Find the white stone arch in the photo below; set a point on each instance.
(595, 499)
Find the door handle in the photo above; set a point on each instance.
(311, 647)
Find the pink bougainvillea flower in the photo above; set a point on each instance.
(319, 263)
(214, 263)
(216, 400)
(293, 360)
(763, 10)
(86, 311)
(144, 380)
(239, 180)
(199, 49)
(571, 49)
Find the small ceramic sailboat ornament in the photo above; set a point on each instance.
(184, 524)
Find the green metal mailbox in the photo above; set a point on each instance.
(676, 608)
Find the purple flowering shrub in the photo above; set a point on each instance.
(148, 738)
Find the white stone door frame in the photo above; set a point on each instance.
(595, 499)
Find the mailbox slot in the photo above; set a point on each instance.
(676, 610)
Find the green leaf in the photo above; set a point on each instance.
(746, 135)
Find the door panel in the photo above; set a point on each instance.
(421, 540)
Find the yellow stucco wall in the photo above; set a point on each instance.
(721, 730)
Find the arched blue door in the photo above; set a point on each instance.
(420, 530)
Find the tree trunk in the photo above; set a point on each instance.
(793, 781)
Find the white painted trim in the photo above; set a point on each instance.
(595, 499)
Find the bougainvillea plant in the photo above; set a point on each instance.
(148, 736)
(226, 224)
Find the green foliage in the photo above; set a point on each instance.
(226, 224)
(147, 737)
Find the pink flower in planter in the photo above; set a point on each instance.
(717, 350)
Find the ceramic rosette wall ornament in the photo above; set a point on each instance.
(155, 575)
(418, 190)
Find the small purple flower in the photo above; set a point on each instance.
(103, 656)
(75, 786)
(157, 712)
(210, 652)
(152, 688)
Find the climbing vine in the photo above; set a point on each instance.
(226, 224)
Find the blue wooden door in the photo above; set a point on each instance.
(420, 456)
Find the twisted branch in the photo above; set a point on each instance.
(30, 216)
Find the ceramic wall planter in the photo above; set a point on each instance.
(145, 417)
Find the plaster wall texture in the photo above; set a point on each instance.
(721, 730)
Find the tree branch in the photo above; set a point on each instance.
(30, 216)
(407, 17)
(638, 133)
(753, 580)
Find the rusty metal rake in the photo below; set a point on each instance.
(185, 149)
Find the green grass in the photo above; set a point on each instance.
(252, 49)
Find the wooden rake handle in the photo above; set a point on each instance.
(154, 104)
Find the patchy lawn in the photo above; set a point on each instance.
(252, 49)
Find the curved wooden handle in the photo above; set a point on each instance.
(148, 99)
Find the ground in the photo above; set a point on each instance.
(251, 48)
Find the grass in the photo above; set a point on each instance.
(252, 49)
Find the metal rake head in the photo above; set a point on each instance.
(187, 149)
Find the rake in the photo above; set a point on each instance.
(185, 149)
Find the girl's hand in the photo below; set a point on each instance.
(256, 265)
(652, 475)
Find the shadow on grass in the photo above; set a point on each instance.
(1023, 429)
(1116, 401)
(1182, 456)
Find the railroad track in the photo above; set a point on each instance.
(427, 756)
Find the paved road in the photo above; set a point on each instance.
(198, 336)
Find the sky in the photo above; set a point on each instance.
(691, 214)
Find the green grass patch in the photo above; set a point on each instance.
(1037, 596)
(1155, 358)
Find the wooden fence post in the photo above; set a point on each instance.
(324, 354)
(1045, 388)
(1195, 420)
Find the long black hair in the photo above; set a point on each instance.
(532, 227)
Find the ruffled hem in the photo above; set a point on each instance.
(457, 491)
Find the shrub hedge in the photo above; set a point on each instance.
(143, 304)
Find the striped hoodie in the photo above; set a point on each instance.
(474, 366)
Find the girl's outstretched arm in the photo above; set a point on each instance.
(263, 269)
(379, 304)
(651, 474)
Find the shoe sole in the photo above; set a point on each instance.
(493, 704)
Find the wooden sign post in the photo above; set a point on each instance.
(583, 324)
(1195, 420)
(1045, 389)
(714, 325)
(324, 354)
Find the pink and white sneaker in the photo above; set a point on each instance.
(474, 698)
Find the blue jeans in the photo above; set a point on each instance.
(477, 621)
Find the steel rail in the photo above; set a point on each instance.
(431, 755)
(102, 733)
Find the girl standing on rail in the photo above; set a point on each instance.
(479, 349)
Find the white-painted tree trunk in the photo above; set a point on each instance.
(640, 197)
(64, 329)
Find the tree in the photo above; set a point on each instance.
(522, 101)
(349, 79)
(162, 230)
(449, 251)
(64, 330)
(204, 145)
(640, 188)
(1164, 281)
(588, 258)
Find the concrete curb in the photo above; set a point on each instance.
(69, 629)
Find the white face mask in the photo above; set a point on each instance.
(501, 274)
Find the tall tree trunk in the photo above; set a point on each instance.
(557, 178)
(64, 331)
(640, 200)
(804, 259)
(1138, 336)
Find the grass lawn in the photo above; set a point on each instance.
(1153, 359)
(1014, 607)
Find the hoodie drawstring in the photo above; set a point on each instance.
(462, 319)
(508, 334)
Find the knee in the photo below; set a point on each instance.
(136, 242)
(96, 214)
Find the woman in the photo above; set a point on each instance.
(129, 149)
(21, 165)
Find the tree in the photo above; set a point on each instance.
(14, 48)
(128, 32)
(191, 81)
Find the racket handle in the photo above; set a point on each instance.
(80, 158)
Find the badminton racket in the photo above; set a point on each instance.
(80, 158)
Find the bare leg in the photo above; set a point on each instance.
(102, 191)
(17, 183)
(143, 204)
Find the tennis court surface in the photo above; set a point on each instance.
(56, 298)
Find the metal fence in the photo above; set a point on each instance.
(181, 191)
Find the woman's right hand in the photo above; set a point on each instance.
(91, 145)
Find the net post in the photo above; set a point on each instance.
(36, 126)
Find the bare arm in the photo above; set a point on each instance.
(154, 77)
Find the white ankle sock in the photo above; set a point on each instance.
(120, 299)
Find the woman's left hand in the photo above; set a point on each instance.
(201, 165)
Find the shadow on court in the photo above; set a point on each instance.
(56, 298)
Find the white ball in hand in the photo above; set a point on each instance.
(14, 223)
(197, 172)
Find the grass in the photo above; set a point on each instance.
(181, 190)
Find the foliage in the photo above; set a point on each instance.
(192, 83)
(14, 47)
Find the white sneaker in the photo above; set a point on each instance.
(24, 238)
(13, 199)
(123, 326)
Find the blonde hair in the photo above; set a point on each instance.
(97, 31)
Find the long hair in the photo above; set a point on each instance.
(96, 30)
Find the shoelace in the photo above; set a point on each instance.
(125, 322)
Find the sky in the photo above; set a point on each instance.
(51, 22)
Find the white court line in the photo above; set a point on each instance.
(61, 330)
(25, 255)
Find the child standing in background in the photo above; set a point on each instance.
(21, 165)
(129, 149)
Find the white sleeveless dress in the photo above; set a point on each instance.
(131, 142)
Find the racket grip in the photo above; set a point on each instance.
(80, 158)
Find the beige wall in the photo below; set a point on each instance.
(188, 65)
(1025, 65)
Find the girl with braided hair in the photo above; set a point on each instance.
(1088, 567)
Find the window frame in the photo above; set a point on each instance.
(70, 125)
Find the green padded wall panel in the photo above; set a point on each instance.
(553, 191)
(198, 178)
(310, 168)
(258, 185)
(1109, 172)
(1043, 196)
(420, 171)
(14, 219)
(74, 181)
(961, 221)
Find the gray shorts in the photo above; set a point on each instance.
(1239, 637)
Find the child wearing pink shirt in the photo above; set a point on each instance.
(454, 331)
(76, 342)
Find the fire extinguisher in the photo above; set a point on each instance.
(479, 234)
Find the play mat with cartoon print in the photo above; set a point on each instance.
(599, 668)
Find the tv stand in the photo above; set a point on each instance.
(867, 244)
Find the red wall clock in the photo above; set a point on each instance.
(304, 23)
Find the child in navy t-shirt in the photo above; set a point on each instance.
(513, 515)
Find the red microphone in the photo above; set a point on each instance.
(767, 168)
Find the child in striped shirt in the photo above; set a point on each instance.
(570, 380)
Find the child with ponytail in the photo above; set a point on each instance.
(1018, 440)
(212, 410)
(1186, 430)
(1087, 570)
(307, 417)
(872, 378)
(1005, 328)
____
(REQUEST): Scale the records from the line with "Find the tv" up to and including the final line of the records, reproducing every line with the request lines unchanged. Multiply each point coordinate by 1.95 and round it to a whole number, with halves rounded up.

(COMPLETE RESPONSE):
Find the tv stand in the photo above; set a point on each instance.
(1691, 476)
Find the red wall clock in the photo above; set a point on each instance.
(593, 45)
Find the child in navy t-shirt in the photo above; set a point on each instance.
(1000, 1004)
Find the red microphone in the photo above; set a point on each instance.
(1496, 328)
Find the child in striped shirt in the photo above; set a point on each instance.
(1112, 741)
Find the child with ponytail in the photo above; set a point on each instance.
(1985, 858)
(413, 800)
(2313, 839)
(2120, 1112)
(599, 813)
(1700, 737)
(1960, 640)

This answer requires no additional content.